GIVEN ENTRIES
--- Start ---

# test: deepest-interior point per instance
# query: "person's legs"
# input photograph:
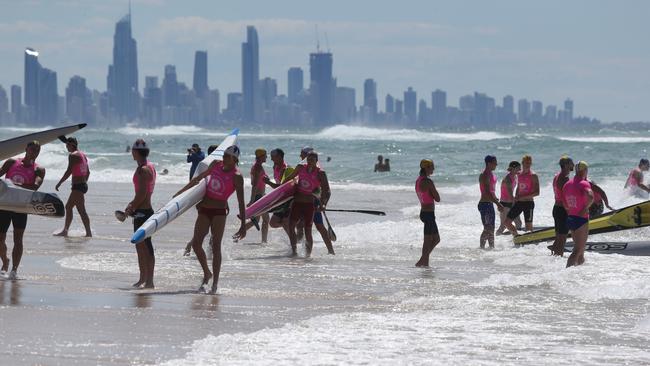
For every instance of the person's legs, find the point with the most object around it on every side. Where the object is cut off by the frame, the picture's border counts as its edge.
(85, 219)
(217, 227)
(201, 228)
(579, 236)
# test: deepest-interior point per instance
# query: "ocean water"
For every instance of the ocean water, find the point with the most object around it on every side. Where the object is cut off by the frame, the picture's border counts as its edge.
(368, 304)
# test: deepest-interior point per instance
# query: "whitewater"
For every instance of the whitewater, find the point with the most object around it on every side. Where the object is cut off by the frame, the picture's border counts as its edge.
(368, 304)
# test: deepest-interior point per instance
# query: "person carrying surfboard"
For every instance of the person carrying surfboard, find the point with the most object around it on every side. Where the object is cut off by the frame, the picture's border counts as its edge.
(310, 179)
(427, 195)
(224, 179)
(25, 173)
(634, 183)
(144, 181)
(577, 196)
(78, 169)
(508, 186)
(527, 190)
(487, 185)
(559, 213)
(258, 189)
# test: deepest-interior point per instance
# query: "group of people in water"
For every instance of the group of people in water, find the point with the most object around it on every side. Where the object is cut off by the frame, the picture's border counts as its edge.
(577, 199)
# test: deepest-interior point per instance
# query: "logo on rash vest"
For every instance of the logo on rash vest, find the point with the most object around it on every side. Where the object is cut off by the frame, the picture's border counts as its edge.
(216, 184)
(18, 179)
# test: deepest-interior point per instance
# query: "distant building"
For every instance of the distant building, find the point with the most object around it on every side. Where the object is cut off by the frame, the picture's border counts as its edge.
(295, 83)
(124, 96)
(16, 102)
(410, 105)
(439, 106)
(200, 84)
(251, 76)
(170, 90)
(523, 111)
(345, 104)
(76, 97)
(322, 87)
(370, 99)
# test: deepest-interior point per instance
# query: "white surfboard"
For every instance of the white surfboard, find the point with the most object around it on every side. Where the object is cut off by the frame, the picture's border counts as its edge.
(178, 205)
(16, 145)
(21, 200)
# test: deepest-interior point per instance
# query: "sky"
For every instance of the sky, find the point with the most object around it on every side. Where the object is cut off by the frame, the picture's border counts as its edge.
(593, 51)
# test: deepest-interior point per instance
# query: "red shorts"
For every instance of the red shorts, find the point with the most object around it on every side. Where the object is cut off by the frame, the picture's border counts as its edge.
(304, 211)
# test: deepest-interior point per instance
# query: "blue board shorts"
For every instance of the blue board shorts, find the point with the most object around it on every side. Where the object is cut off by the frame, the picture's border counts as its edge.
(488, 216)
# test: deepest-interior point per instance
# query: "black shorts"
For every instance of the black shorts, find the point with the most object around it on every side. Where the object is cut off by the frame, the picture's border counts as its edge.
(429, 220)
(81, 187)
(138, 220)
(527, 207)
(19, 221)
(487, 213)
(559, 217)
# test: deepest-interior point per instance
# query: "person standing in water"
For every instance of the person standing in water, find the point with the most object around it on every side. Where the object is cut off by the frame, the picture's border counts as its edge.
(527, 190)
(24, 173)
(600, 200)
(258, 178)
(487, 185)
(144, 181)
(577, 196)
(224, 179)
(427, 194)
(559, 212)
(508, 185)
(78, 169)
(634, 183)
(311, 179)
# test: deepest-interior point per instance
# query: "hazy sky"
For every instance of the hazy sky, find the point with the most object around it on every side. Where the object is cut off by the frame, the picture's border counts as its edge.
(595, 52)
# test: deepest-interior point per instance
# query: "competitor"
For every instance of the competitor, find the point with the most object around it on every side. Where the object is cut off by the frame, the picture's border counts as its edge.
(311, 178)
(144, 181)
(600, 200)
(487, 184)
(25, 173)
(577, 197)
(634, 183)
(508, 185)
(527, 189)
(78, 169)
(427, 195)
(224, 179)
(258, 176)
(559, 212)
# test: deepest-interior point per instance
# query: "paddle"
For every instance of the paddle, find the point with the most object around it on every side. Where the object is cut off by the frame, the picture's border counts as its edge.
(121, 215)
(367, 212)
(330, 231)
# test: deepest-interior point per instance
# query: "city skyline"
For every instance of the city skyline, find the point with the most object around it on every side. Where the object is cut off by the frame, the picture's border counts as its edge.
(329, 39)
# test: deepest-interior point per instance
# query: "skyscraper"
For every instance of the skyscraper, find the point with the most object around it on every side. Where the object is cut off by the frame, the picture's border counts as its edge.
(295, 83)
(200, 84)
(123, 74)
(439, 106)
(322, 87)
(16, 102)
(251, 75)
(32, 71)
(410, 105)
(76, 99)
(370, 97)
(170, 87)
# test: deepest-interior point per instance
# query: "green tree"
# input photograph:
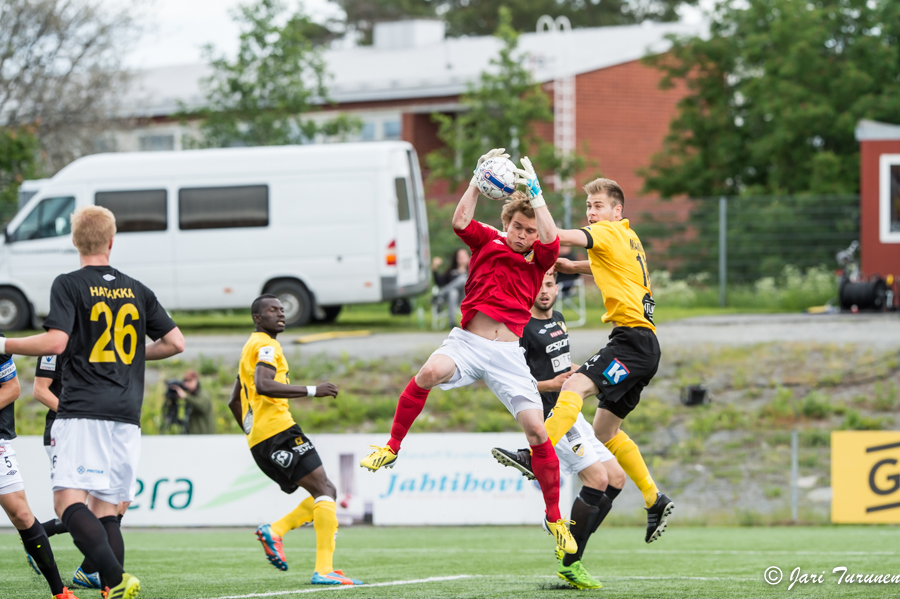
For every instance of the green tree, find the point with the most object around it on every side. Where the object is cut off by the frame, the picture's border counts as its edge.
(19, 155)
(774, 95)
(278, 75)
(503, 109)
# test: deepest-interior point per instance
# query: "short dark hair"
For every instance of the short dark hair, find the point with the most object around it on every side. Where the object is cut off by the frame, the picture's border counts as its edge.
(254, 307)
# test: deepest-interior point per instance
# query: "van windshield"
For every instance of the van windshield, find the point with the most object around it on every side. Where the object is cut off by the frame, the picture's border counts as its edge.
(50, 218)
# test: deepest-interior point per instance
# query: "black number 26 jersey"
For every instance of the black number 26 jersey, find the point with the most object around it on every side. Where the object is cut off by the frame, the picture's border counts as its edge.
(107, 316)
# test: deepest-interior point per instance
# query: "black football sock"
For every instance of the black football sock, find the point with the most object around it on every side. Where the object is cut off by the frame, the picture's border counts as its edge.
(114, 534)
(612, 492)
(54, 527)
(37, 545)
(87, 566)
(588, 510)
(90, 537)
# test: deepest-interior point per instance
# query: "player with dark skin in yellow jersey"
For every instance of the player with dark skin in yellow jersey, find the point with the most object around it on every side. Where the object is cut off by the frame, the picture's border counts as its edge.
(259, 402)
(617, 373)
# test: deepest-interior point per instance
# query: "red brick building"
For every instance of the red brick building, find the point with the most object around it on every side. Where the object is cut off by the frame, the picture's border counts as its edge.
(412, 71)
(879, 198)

--- End ---
--- Start ---

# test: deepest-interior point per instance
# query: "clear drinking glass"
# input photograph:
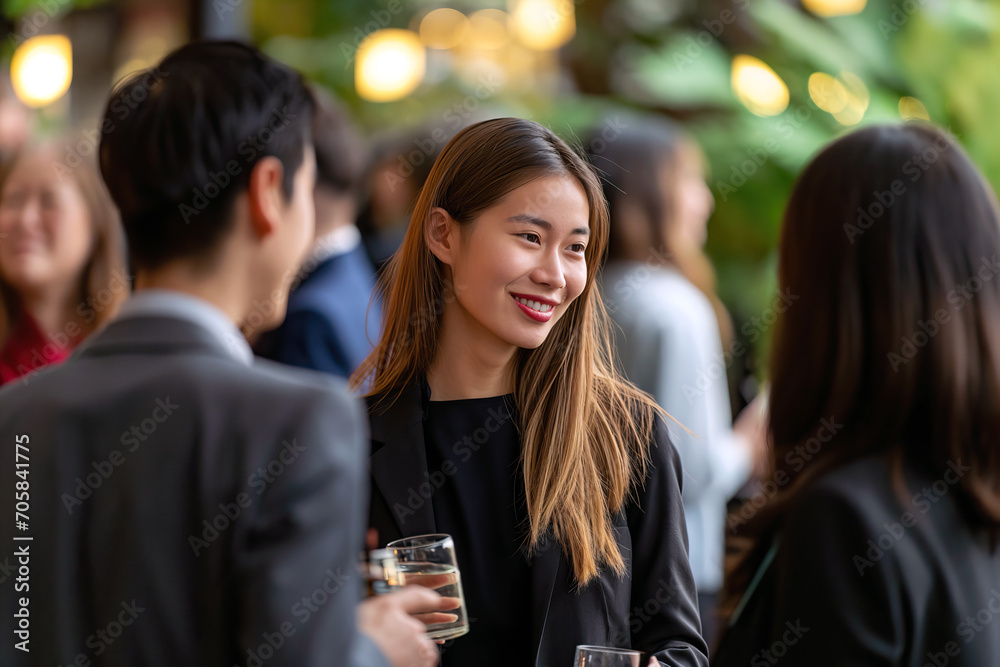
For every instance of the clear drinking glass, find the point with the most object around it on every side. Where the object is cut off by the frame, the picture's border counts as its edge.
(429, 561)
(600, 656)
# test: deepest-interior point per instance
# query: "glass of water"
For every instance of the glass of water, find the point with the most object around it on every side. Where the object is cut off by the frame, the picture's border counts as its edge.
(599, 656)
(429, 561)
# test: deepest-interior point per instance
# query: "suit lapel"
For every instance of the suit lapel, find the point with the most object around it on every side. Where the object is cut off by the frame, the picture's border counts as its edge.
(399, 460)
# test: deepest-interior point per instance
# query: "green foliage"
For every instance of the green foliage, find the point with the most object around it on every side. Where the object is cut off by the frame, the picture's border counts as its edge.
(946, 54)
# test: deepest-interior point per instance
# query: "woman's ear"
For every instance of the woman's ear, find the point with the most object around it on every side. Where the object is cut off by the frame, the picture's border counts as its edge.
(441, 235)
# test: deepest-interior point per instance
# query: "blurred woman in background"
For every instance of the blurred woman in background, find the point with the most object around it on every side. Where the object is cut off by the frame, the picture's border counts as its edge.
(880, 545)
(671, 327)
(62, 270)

--- End ---
--- Start ---

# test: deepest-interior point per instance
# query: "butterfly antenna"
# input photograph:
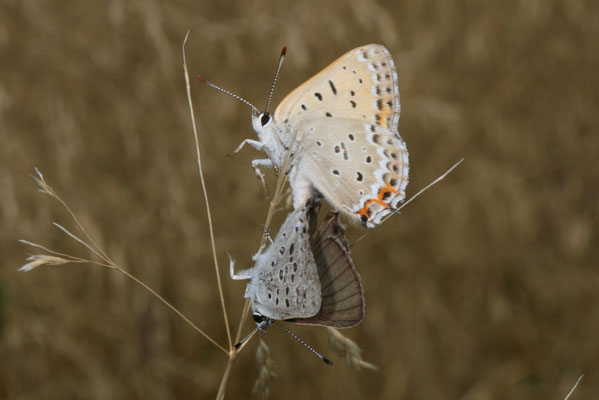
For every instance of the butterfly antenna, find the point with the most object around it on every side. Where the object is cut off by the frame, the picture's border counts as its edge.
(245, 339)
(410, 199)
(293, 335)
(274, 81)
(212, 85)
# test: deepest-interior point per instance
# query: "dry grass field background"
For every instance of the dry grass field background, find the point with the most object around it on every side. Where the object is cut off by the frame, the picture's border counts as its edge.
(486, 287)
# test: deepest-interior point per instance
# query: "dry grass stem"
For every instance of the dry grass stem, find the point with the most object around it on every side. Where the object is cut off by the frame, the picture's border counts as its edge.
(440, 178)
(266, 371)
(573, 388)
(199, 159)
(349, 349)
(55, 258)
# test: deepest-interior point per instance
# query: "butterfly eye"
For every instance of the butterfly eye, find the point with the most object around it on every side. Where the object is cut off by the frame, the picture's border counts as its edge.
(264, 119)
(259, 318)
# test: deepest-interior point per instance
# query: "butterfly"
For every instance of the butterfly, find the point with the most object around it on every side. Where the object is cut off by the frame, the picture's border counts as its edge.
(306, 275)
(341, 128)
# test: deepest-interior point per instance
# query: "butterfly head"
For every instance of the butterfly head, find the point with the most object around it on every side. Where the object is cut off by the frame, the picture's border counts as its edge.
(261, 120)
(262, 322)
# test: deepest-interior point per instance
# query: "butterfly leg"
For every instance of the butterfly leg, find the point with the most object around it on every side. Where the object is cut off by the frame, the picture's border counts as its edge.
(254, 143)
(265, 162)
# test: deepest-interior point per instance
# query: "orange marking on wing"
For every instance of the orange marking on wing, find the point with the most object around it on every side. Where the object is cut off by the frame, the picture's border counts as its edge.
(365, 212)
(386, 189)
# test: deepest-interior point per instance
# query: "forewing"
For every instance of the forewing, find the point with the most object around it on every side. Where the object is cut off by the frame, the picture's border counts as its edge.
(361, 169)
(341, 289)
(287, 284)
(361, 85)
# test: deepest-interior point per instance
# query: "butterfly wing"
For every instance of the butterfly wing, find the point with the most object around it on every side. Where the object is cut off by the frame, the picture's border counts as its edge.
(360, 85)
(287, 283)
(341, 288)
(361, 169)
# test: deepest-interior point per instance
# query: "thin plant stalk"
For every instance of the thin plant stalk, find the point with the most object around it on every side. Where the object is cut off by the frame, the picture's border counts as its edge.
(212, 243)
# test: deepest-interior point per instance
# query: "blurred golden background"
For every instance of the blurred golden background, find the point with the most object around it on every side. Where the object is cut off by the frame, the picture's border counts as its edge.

--- End ---

DIRECTIONS
How many lines in the records above contain the word "group"? Reply with the number alone.

RESULT
2